Report back each line of the records that contains the string "below".

Material shown Block Start

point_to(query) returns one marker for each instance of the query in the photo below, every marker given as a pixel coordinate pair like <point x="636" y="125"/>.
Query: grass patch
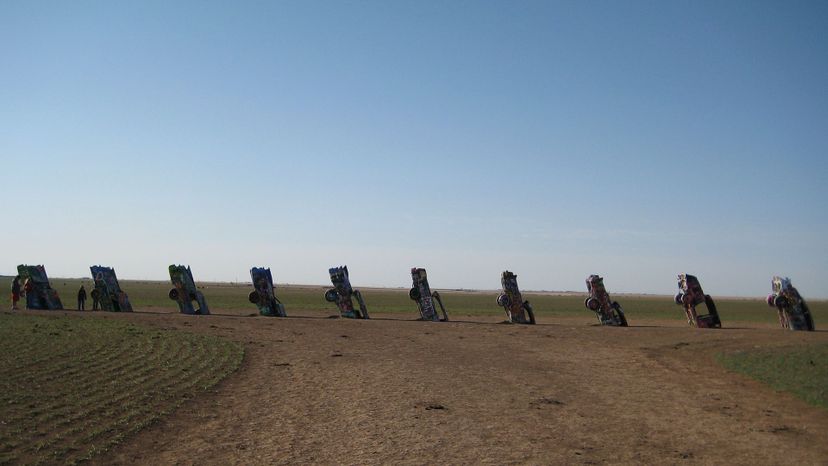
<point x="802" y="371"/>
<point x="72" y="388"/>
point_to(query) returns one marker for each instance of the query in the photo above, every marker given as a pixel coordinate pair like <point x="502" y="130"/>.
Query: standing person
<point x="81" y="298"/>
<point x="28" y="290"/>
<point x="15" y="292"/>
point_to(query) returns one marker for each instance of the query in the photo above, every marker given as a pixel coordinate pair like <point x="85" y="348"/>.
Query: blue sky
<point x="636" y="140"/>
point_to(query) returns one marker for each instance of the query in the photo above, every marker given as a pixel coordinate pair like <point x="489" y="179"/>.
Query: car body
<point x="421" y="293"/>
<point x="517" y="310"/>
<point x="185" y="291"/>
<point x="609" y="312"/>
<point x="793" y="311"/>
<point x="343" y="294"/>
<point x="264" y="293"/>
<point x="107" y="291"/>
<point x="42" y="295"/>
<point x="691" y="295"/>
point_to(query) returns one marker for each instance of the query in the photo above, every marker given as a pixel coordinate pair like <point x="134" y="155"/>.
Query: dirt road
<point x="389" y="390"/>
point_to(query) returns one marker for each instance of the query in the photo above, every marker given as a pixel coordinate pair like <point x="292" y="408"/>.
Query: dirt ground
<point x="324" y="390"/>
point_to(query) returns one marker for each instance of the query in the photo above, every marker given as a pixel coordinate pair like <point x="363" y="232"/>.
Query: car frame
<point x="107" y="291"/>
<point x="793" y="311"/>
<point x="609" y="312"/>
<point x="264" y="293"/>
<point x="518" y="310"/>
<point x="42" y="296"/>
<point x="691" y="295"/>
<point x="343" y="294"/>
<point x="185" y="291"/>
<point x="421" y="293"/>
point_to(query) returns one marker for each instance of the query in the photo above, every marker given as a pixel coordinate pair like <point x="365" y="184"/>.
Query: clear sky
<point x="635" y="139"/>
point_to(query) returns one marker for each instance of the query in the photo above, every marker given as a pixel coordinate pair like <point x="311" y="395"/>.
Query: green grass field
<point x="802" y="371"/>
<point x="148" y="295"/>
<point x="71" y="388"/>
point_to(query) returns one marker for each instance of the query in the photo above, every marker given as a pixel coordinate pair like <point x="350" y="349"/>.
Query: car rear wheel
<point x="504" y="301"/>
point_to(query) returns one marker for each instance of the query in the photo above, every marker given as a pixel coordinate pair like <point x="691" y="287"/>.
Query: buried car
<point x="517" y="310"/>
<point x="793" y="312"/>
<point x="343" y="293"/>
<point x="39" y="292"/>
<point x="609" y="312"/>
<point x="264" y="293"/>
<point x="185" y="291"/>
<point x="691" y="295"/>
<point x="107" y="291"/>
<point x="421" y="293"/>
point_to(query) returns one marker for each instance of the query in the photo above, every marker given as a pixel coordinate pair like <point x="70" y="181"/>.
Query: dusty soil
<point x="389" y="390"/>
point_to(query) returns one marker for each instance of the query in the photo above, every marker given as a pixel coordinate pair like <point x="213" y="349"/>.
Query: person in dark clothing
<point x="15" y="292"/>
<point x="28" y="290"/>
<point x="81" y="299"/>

Material shown Block End
Material shown Block Start

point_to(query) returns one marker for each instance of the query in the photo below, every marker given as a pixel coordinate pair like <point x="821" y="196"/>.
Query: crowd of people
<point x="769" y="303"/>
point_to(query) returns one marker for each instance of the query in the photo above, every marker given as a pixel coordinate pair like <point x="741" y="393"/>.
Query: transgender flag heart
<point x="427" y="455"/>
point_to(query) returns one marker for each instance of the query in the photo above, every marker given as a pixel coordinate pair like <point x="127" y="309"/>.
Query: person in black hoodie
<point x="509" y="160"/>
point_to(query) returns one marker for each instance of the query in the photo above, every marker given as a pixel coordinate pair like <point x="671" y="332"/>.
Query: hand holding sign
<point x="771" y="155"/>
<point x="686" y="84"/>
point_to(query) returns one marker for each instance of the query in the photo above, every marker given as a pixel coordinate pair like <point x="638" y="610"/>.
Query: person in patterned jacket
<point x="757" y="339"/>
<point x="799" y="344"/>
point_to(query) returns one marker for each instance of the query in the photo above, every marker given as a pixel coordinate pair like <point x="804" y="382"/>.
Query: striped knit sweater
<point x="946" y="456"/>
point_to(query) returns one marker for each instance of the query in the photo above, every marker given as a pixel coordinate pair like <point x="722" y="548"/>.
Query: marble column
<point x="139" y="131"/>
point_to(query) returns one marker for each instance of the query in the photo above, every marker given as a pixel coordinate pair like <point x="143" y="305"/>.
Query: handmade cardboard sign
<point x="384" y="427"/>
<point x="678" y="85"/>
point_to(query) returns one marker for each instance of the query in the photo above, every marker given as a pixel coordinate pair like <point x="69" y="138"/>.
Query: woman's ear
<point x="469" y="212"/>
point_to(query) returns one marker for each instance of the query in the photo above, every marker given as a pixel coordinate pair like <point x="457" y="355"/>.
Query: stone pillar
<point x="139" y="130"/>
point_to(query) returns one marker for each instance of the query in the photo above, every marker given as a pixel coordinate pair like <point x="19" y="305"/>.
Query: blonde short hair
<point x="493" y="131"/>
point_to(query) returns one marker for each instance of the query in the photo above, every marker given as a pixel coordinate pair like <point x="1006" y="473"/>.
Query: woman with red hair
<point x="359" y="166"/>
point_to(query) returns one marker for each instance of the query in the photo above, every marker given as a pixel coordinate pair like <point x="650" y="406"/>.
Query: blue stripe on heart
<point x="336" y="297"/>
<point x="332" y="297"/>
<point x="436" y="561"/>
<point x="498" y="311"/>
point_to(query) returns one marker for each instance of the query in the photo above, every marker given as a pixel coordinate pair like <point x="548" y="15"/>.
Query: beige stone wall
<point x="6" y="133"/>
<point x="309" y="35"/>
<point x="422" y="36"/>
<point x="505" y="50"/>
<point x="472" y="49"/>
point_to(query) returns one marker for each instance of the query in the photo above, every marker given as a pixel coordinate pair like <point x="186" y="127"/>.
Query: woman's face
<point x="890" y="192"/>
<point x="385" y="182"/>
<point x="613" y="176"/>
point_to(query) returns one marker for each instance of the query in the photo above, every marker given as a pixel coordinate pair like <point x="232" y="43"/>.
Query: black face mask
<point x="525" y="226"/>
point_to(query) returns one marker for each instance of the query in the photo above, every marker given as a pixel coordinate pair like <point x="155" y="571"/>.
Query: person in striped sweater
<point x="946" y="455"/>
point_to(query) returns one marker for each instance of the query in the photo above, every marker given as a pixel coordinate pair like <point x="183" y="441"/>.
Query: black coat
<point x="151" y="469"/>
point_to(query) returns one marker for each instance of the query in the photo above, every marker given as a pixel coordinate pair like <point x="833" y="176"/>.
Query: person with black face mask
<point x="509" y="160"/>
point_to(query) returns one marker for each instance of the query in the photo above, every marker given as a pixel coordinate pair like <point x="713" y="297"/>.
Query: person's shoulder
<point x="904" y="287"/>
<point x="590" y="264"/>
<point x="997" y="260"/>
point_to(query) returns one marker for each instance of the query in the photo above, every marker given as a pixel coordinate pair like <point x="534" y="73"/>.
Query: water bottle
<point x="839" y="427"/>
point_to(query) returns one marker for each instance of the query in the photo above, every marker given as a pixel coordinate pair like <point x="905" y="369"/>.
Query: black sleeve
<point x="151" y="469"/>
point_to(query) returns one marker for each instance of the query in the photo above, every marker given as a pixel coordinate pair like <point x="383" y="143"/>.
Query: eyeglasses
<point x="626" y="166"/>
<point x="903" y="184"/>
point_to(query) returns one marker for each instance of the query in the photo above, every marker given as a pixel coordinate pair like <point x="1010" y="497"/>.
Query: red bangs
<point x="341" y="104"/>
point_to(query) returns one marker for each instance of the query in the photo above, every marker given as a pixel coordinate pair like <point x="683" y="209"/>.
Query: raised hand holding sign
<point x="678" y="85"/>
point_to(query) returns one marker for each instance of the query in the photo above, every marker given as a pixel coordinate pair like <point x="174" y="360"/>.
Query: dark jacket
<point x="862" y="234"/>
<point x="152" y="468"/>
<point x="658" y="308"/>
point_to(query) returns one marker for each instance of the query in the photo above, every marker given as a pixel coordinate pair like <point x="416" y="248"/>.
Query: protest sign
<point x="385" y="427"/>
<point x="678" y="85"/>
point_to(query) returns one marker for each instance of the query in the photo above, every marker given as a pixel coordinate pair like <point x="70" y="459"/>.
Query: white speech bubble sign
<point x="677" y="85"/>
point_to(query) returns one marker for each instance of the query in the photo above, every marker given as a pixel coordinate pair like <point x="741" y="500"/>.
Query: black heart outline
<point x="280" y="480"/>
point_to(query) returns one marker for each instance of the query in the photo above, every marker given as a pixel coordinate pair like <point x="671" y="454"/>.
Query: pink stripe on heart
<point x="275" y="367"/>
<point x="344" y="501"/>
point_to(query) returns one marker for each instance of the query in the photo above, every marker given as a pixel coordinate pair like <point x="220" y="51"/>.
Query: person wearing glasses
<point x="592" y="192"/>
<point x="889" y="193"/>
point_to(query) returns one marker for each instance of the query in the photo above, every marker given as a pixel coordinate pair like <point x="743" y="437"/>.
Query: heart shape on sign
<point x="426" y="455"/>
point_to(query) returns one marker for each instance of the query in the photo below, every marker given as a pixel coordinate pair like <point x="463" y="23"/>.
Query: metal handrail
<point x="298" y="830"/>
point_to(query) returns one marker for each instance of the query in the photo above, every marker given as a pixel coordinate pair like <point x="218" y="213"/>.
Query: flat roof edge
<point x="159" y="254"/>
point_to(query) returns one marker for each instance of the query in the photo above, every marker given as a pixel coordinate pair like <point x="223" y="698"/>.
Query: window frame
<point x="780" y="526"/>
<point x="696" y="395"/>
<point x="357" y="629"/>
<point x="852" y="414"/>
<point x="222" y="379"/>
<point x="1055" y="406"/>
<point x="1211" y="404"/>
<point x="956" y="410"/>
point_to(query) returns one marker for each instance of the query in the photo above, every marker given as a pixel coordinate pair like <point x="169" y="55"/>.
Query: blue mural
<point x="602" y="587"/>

Material shown Block End

Answer area>
point_to(query) returns one marker for each instance of the query in the photo below, every marker given as a pixel coordinate pair like <point x="636" y="125"/>.
point_to(query) returns one marker for each instance of the query in the photo below, every marker given as a pixel coordinate pair like <point x="821" y="196"/>.
point_to(query) returns one marker for each instance of the query in the photo below, every marker given as a pixel coordinate pair like <point x="463" y="23"/>.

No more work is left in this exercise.